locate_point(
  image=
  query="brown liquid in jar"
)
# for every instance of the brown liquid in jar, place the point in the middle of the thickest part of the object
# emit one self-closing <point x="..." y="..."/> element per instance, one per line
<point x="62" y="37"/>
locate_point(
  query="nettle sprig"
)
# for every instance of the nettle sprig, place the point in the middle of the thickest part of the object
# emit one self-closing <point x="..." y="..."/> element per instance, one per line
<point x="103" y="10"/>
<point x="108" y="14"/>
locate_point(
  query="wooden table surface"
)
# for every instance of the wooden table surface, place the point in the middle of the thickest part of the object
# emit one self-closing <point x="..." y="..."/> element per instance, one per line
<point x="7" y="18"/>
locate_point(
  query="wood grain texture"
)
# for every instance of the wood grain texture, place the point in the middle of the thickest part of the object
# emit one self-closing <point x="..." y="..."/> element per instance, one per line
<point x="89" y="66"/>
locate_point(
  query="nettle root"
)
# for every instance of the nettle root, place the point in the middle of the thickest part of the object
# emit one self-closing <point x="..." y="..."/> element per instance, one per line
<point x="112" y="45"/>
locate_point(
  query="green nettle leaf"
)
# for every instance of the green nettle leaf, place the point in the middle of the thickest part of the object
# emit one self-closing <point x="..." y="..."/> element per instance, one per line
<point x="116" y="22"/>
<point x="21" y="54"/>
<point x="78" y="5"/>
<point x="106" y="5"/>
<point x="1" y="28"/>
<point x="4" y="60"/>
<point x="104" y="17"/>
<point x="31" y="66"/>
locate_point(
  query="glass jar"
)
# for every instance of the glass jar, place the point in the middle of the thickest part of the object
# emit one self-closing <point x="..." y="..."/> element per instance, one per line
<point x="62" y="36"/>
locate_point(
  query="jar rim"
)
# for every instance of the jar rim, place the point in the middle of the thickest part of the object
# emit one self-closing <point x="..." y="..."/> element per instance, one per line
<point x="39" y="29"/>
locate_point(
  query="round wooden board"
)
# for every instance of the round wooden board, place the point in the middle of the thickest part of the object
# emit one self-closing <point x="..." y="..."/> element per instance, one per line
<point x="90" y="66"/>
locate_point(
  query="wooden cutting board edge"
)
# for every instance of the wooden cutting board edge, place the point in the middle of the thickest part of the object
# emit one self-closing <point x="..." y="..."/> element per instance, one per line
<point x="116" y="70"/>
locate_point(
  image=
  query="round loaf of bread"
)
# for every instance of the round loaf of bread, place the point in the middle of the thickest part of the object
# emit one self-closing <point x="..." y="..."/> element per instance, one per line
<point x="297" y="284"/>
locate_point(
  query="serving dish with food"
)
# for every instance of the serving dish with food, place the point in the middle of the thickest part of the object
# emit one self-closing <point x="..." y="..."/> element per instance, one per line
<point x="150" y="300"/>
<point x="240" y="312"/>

● **INSTRUCTIONS FOR THE TASK**
Repeat all the records. Match each line exactly.

● **EXERCISE RESPONSE**
locate_point(
  image=
  query="brown liquid in jar"
)
# for every instance of the brown liquid in jar, place the point in the middle of the thickest part of the object
# emit one self-closing <point x="..." y="..."/> element per instance, one per line
<point x="62" y="37"/>
locate_point(
  query="nettle sprig"
)
# for every instance of the nettle sprig, place the point in the middle of the thickest part of the object
# emit one self-closing <point x="..." y="..."/> element per instance, one per line
<point x="103" y="10"/>
<point x="108" y="14"/>
locate_point(
  query="wooden table surface"
)
# for every instance of the wooden table surface, place the point in the middle of the thickest part of the object
# emit one self-closing <point x="..." y="..."/> element per instance, one per line
<point x="7" y="18"/>
locate_point(
  query="wood grain texture"
)
# for every instance of the wood grain texture, place the point in the middle of the thickest part of the object
# emit one self-closing <point x="..." y="..."/> element per instance, one per line
<point x="89" y="66"/>
locate_point(
  query="nettle root"
)
# for every instance of the nettle root, place the point in the middle of the thickest part of the object
# emit one self-closing <point x="..." y="..."/> element per instance, one per line
<point x="112" y="45"/>
locate_point(
  query="green nettle leaf"
)
# for every instance of the green nettle leaf, place the point in the middle of the thickest part of the object
# emit one self-closing <point x="..." y="..."/> element per instance, one per line
<point x="116" y="22"/>
<point x="21" y="54"/>
<point x="78" y="5"/>
<point x="106" y="5"/>
<point x="1" y="28"/>
<point x="4" y="60"/>
<point x="104" y="17"/>
<point x="31" y="66"/>
locate_point(
  query="glass jar"
)
# for every instance of the glass jar, place the point in the middle of the thickest part of the object
# emit one self-closing <point x="..." y="..."/> element per instance, one per line
<point x="62" y="36"/>
locate_point(
  query="jar rim"
)
# for every instance of the jar rim, place the point in the middle of the thickest part of the object
# emit one self-closing <point x="..." y="..."/> element per instance, one per line
<point x="39" y="29"/>
locate_point(
  query="round wooden board"
)
# for every instance of the round wooden board, place the point in the middle of the thickest part of the object
# emit one self-closing <point x="..." y="..."/> element per instance, one per line
<point x="90" y="66"/>
locate_point(
  query="wooden cutting board edge"
)
# for every instance of the wooden cutting board edge, place the point in the middle of the thickest part of the object
# emit one self-closing <point x="..." y="..."/> element per instance, one per line
<point x="116" y="70"/>
locate_point(
  image=
  query="round loaf of bread"
)
# for every instance of the round loaf of bread, place the point in the middle of the thickest part of the object
# emit one self-closing <point x="..." y="..."/> element per instance, one per line
<point x="297" y="284"/>
locate_point(
  query="serving dish with food"
)
# for every instance of the serving dish with food, place the point in the middle of the thickest part of the object
# emit one self-closing <point x="..." y="..."/> element per instance, one per line
<point x="150" y="300"/>
<point x="240" y="312"/>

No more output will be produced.